Exercise requirements →
The reply to the records below should contain exactly the lines from the line with "In this exercise you will find the white cloud" through the line with "In this exercise you will find the sand dune", and nothing besides.
START Records for the task
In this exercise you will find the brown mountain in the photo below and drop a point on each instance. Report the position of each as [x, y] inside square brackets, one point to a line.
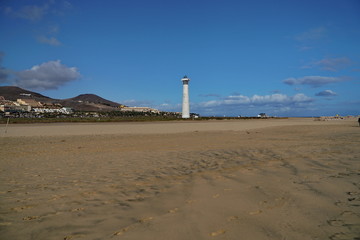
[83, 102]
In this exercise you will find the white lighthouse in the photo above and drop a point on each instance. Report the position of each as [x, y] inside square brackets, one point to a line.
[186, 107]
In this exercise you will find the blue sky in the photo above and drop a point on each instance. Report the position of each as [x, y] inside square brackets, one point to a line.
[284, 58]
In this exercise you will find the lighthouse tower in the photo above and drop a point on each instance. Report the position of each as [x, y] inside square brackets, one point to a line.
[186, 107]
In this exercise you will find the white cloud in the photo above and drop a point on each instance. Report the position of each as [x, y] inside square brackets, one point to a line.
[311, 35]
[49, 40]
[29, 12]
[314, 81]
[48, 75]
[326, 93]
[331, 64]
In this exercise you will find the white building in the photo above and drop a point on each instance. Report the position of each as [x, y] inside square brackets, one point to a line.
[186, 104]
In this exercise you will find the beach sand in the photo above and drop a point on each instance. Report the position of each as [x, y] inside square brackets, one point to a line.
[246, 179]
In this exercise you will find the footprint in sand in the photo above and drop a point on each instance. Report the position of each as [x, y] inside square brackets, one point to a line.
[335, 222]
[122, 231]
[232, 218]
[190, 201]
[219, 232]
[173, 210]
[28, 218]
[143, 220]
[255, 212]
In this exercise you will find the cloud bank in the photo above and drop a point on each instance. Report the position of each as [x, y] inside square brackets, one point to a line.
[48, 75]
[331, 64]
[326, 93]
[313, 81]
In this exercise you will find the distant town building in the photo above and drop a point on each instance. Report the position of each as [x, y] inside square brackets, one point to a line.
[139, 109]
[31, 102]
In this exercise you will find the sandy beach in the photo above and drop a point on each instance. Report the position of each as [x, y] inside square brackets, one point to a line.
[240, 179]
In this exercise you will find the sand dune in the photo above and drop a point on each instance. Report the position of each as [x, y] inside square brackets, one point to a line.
END Records for the task
START Records for the task
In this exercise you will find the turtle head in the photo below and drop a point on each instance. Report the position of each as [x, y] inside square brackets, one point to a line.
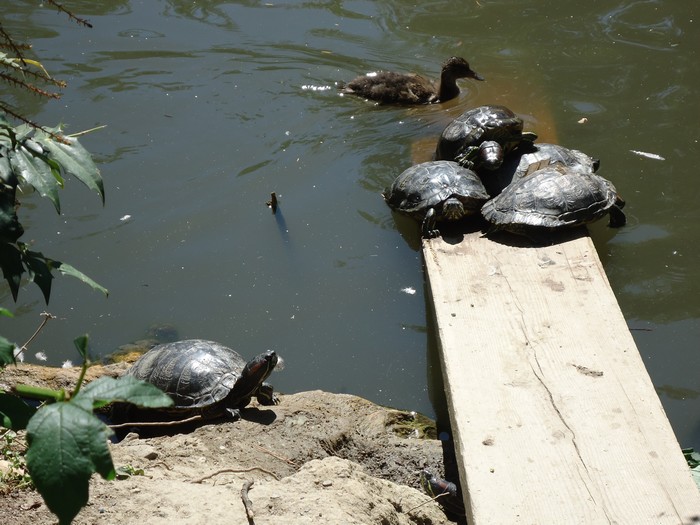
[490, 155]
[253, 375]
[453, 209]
END Records for the task
START Records for the task
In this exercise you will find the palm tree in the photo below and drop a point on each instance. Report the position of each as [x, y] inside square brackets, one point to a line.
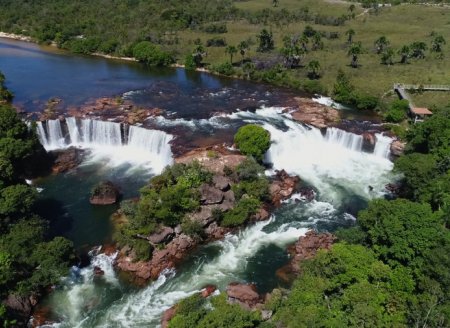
END Records for the task
Worked solution →
In this exercise you will find the white cloud in the photo above and drop a point on each instance. Report the position of each as [x, y] inside square brackets, one point to a line.
[311, 35]
[49, 40]
[29, 12]
[314, 81]
[48, 75]
[326, 93]
[331, 64]
In this exercise you will find the white building in the photo above and drop a point on each instance. Report the position of each as [x, y] inside square brackets, one point to a line.
[186, 104]
In this exercise you will find the beach sand in the photo above and drop a point on each instance. Report the position of each as [x, y] inside square brackets, one point to a line.
[246, 179]
In this exercise you will find the footprint in sand in the photo above and drop a point on each instance. Report the position of each as [x, y] inside square brackets, one point to a line.
[335, 222]
[122, 231]
[232, 218]
[190, 201]
[219, 232]
[173, 210]
[28, 218]
[143, 220]
[255, 212]
In this exercise you will find the cloud bank in the photo above and drop a point on each instance. Report the position of each as [x, y] inside square brackets, one point to a line.
[48, 75]
[331, 64]
[326, 93]
[313, 81]
In this exercise you will find the distant town building in the photo above and drop a point on each instance. Report the position of each as [x, y] inside square brackets, one point to a line.
[139, 109]
[31, 102]
In this exercise you will find the sandy beach in the photo above and drop a point on each instance. Report the position of each as [x, y] inside square brackets, one point to a line.
[240, 179]
In this exercise you will find the sand dune in the photo above and drop a point on each instance. Report the position of each as [x, y] inside square brackets, one point to a line.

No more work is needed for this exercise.